ARBEITSAUFTRAG 1:
Fasse den Forenthread zum Knacken an der Fanes in zwei Sätzen zusammen.
ARBEITSAUFTRAG 2:
Setze den Forenthread zum Knacken an der Fanes fort.

TEXTAUSZUG:
....

# Die alte Leier mit dem knacken, knarzen und Co.



## Sewerrider (15. Juli 2016)

Hey Leute ich weiss das ist ein unendlich durch gekautes Thema aber ich komm grad nicht weiter.

Meine Fanes ist jetzt etwas über 2 Monate alt und hat eig noch nicht so viel hinter sich, wie dem auch sei habe ich jetzt ein Knacken/Knarzen wie man es auch nennen will unter folgenden Bedingungen:

- Einfedern wie im Video
- ab und an bei links und rechts bewegungen des Lenkers
- beim vor und zurück ziehen des lenkers
-manchmal auch wenn ich es nur leicht anhebe

Ich habe mir bereits alte Threads durchgelesen und die alle relevanten Maßnahmen durchgeführt (Vorbau, Spacer, Ahead Schraube/Kappe ab und gefettet, Gabel raus Steuersatz überprüft aber der war noch ordentlich gefettet, Spiel richtig eingestellt, auf alle Drehmomente geachtet) nach dem zusammenbauen ist es immer noch da.

Mal ne auflistung von den verbauten Komponenten:
- RS Lyrik 2016
- Cane Creek Forty Steuersatz
- Answer Atac AME Vorbau
- Raceface Sixc Lenker (natürlich mit Carbonpaste befestigt)

Sorry für das ultra schlechte Video aber filmen und einfedern zusammen ist nicht so leicht


----------



## Lexx85 (15. Juli 2016)

Hast du die Schrauben nachgezogen? Bei mir waren es die dämpferschrauben

Was auch hilft is die Lager zu reinigen und neu zu fetten.

Das hat bei mir gut geholfen


----------



## MTB-News.de




----------



## Lexx85 (15. Juli 2016)

Vorbauknacken, Steuersatz zerlegen neu fetten und beim Vorbau neu Carbonpaste


----------



## tgcj (16. Juli 2016)

Check mal deine Schwinger und die Lager. Ich hatte auch ewig ein Knacken dachte es kommt von vorn. Waren dann aber doch die Lager vom Hinterbau.


----------



## Sewerrider (16. Juli 2016)

Also, 
ich habe jetzt vorne noch mal alles (Vorbau, Spacer, Lenker und Steuersatz) zerlegt, gereinigt und ordentlich gefettet und siehe da ... es knackt immer noch :/ 

Ich kann das Geräusch gezielt reproduzieren und definitv alle anderen Punkte am Rad ausschließen sprich hintere Lager, Dämpferschrauben etc.

Nun befürchte ich das es sich um die Gabelkrone handelt da viele bei der Pike über das selbe Knacken berichten ...


----------



## BigHit66 (16. Juli 2016)

....

DATENBLOCK:
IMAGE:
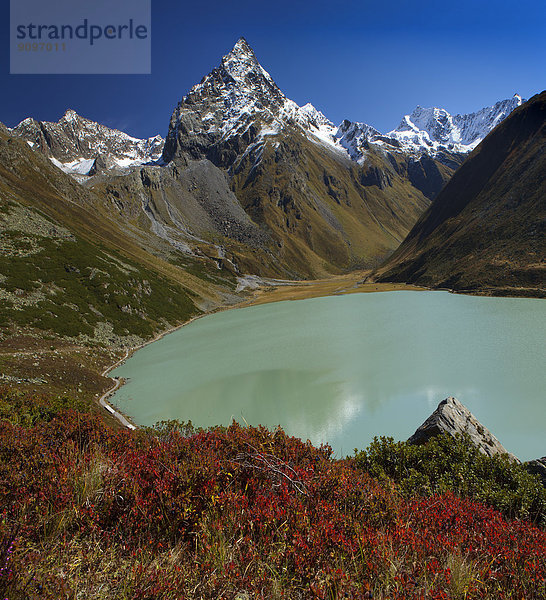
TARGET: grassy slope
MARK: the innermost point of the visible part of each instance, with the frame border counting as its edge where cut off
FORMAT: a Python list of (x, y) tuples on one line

....

SCHRIFTLICHE ANTWORT 1:
Ein Nutzer beschreibt ein Knacken an seiner gut zwei Monate alten Fanes, das beim Einfedern und bei Bewegungen des Lenkers auftritt und auch nach dem Zerlegen, Reinigen und Fetten von Vorbau, Spacern, Lenker und Steuersatz bleibt. Andere raten, die Schrauben nachzuziehen sowie Steuersatz und Lager zu reinigen, zu fetten und zu prüfen, doch er schließt den Hinterbau aus und befürchtet nun, dass die Gabelkrone die Ursache ist.

SCHRIFTLICHE ANTWORT 2:
Hatte ich kürzlich auch. Kam bei mir vom Steuersatz, der eigentlich auch noch ordentlich gefettet war. Habe trotzdem die Gabel u. die Industrielager ausgebaut, viel Fett in die Lagerschalen, auf die Lager u. den Gabelschaft gegeben, jetzt läuft's wieder knackfrei.


----------



## emugra (22. Juli 2016)

Nimm mal das Vorderrad zwischen die Beine und drehe am Lenker hin und her, wenns dann knackt ist es wahrscheinlich die Gabelkrone


----------



## Sewerrider (22. Juli 2016)

Das mit dem Vorderrad zwischen die Beine klemmen habe ich auch gemacht und kann das knacken so gezielt reproduzieren, daraufhin habe ich mit Jürgen telefoniert und nach dem Bikeurlaub wird die Gabel eingeschickt und dann werde ich weiter berichten. 
Aber erstmal danke für eure Beiträge!


----------



## Lexx85 (22. Juli 2016)

Bei mir waren es die  Lager im Steuersatz


----------



## zuspät (28. August 2016)

hallo, gibts schon was neues? 
hab auch das problem...


----------



## weezeewee (30. August 2016)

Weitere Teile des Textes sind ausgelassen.